Estratto fornito>
Dal Messaggero al Sole 24Ore fino a Sky Tg24, dal 2010 cronisti con la passione per il jazz e il blues hanno creato un ensemble. Il 21 novembre il gruppo romano al Cotton Club di Roma
Meglio uno scoop o una hit? E' il grande dilemma della 'Scoop Jazz Band', band romana nata dall'idea di un gruppo di talentuosi giornalisti uniti dalla passione del jazz e del blues. L'idea nasce nel 2010 per iniziativa di Dino Pesole, editorialista del Sole24ore, Antonio Troise, vice direttore del Quotidiano del Sud, Romano Petruzzi, consulente del lavoro, e Stefano Sofi, già giornalista del Messaggero. Ospite dell'Adnkronos insieme ad altri componenti della band (Massimo Leoni, cronista e commentatore politico per Skytg24, Stefano Abitante e Sebastiano Forti, musicisti professionisti) il gruppo racconta cosa unisce la professione giornalistica e il jazz: "Il giornalismo è un esercizio professionale complesso che richiede esercizio, competenza e una grande dose di improvvisazione, tutte cose che ritroviamo nel jazz", spiega Dino Pesole.

Obiettivo> Prosegua il testo sulla Scoop Jazz Band, la band romana formata da giornalisti, partendo dopo l'ultima frase riportata.

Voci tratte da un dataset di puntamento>
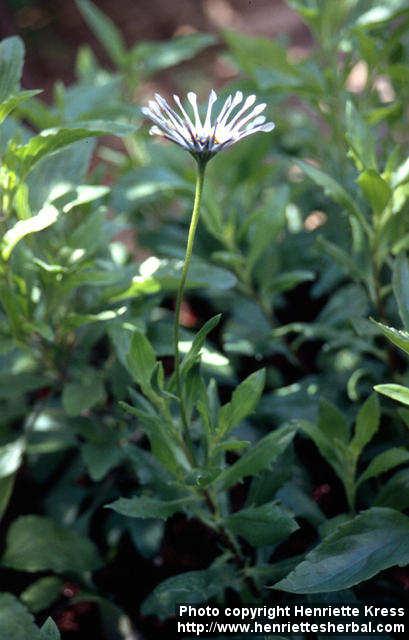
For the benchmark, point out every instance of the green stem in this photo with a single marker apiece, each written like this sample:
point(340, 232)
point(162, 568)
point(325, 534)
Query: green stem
point(201, 166)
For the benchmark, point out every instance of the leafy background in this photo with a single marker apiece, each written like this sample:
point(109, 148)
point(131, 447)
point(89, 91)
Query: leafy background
point(295, 325)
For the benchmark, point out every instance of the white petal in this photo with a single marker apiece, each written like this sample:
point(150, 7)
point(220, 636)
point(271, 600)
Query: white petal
point(256, 122)
point(247, 104)
point(238, 97)
point(255, 112)
point(193, 101)
point(223, 110)
point(188, 121)
point(207, 124)
point(247, 132)
point(171, 113)
point(155, 131)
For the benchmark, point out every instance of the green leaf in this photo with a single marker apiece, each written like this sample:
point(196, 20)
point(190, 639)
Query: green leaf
point(100, 458)
point(54, 139)
point(192, 587)
point(252, 53)
point(36, 544)
point(243, 402)
point(145, 507)
point(394, 391)
point(10, 457)
point(155, 56)
point(59, 173)
point(11, 66)
point(13, 101)
point(49, 630)
point(42, 593)
point(264, 525)
point(193, 355)
point(81, 396)
point(289, 280)
point(360, 139)
point(16, 623)
point(45, 218)
point(331, 187)
point(384, 462)
point(334, 450)
point(367, 424)
point(395, 493)
point(375, 189)
point(141, 359)
point(359, 549)
point(400, 283)
point(105, 30)
point(332, 422)
point(397, 337)
point(6, 489)
point(261, 456)
point(380, 12)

Risultato>
La band propone un repertorio misto di successi del repertorio standard jazz e classici blues e swing con reinterpretazioni originali, sia sul versante ritmico che su quello melodico. "Lavorare in un giornale è un po' come lavorare in una band, ognuno fa il suo pezzo e alla fine il prodotto finale è il risultato collettivo che troviamo in edicola o in tv", dice Antonio Troise all'Adnkronos. "Sono due mestieri nei quali si improvvisa molto spesso", scherza Massimo Leoni, volto di Sky Tg24. Ma è "una gran fortuna, sia umana che professionale, poter condividere la passione per la musica dopo 34 anni al Messaggero", assicura Stefano Sofi. Anche dal punto di vista dei musicisti, il connubio è prospero. "Lavorare con i giornalisti è meglio, per certi aspetti -spiega Stefano Abitante, trombettista- Tra noi si crea una grande alchimia e non c'è la competitività che talvolta esiste tra musicisti, mai uno screzio".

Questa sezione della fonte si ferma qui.